» **Problem set**:
a) Summarize the bone xenograft passage in two sentences.
b) Update the bone xenograft passage by writing it out starting with "A total of 30" and going on through "in Table 2.", replacing "patients" with "subjects".

A total of 30 cases were operated of which 24(80%) were males and 6 (20%) were females. All patients were between the ages of 3 to 55 years with maximum number 12 (40%) in the age group 36-45 years (Table 1).

TABLE 1
Age Distribution

The distribution of anatomical site in which the graft was placed is as shown in Table 2.

TABLE 2
Distribution of sites

Tibia was the most common site grafted (37%). The types of cases in which xenograft was used is as shown in Table 3. Nonunions was the most common indication (36.67%) of grafting. 6% of the grafts were used to achieve spinal fusion and 10% were used as an interference graft in tibial and femoral tunnels during ACL reconstruction.

TABLE 3
Distribution of cases

The duration of follow up of 30 cases is as shown in Table 4. 24 cases (79%) were followed up for periods between 48-72 weeks. The results as graded at 42-72 weeks are shown in Table 5.

TABLE 4
Duration of follow up
TABLE 5
Results

Excellent to good results were obtained in 28 of 30 cases (93%).

The type and incidence of complications encountered in this series is as shown in Table 6. The rate of infection post operatively noted was 4.16%. There was no case of immune rejection of the graft.

TABLE 6
Complications

Discussion

Four principal functions of a bone graft are to promote osteogenesis, to provide union between two fragments of bone, to restore the contour, provide a framework which has structural integrity [5]. Though autogenous bone performs these functions satisfactorily, problems of limited supply, prolonged operation time and donor site morbidity has prompted research into bone from animal origin. Bovine xenografts were being increasingly studied abroad [6] though non availability of such xenografts precluded such studies in our service setup. Such grafts were made available in 1995 and this study has followed up 30 cases over a period of 2 years. The duration of follow up in this study is comparable to previously published reports by Salama and co-workers [7]. Previous workers have used xenograft in combination with autologous bone or as a composite graft with autologous bone marrow [8]. In our study we have used xenograft as the primary graft material with excellent results (Fig 1).

» **Data extract**:
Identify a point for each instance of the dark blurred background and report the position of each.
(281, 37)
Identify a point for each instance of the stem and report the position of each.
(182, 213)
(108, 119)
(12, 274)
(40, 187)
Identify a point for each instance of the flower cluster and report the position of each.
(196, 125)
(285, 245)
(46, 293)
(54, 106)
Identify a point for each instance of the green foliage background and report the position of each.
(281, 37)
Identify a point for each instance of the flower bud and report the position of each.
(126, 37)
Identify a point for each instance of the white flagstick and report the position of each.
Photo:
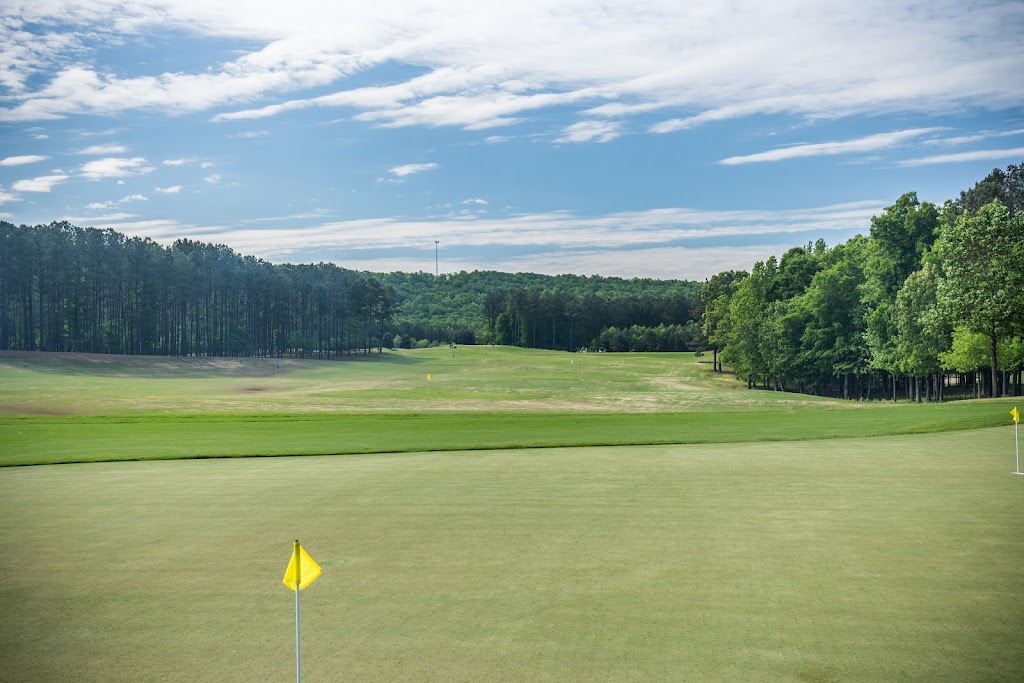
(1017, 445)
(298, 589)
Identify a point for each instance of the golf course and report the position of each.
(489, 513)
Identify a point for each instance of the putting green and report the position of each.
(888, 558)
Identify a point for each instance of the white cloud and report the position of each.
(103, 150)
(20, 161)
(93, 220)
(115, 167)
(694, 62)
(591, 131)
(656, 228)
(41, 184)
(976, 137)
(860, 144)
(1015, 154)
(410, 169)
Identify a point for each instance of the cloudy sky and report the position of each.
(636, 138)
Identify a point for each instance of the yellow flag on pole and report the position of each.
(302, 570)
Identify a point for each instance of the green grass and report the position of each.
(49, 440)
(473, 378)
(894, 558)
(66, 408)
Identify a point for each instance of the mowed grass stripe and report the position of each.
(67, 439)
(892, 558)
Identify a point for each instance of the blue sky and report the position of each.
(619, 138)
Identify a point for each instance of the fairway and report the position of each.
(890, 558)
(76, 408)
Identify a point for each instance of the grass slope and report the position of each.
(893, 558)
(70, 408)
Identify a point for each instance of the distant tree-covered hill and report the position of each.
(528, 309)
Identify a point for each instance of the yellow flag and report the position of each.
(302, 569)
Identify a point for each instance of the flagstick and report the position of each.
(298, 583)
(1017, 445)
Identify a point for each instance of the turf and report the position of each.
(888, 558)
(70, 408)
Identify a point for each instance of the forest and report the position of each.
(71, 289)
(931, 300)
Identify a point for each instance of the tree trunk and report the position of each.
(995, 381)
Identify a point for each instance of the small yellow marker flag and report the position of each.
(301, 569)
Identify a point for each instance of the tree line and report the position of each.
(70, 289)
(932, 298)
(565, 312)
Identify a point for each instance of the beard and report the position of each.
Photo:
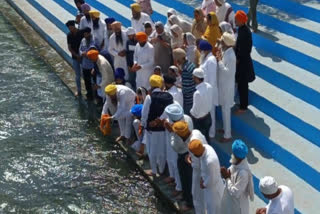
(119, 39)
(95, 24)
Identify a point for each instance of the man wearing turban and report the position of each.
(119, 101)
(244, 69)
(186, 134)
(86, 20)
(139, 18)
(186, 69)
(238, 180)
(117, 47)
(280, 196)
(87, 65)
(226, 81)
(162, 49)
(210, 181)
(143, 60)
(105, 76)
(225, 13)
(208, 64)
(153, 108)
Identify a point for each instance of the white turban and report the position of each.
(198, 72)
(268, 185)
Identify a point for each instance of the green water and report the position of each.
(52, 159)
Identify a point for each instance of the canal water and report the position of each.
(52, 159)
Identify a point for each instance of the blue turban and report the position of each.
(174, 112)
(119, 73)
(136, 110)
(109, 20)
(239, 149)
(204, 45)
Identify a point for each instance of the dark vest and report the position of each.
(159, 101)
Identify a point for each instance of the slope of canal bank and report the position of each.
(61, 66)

* * *

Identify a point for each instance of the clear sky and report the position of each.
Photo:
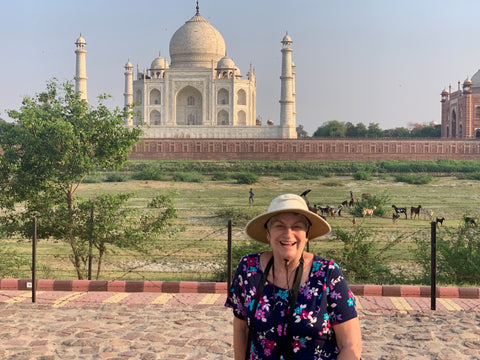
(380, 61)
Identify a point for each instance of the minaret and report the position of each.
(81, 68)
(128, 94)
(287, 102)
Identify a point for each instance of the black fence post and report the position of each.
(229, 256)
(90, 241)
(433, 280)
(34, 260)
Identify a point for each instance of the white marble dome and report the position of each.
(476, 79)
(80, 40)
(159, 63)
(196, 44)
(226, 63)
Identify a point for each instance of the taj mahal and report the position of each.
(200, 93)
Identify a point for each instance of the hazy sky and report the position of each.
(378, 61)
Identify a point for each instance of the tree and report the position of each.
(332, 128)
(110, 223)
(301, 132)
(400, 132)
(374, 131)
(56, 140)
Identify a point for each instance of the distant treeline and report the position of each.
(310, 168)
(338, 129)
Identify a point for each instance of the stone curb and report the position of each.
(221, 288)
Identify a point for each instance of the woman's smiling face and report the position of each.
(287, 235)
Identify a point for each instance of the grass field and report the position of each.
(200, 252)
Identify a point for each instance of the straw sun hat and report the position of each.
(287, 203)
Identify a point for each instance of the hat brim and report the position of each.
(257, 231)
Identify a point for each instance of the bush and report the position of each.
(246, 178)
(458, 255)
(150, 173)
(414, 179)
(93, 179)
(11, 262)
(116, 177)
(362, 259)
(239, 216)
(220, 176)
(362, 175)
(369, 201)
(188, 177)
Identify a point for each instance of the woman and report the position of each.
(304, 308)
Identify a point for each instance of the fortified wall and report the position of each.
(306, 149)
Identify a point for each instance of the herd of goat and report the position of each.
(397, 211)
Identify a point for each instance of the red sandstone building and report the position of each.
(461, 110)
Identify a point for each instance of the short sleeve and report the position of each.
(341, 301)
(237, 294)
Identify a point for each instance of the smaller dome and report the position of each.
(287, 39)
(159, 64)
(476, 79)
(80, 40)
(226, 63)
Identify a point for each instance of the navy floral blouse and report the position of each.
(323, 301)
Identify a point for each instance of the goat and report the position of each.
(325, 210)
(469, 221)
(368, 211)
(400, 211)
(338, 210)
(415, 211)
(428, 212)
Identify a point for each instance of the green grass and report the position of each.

» **Answers to this exercise**:
a) Thirty patients, 24 male and 6 female and aged 3 to 55 years, were operated on with xenografts, most often in the tibia and most commonly for nonunions, and 28 of 30 cases had excellent to good results with no immune rejection of the graft. The discussion notes that problems with autogenous bone prompted research into bone from animal origin, and that this study used xenograft as the primary graft material with excellent results, whereas previous workers combined it with autologous bone or bone marrow.

b)
A total of 30 cases were operated of which 24(80%) were males and 6 (20%) were females. All subjects were between the ages of 3 to 55 years with maximum number 12 (40%) in the age group 36-45 years (Table 1).

TABLE 1
Age Distribution

The distribution of anatomical site in which the graft was placed is as shown in Table 2.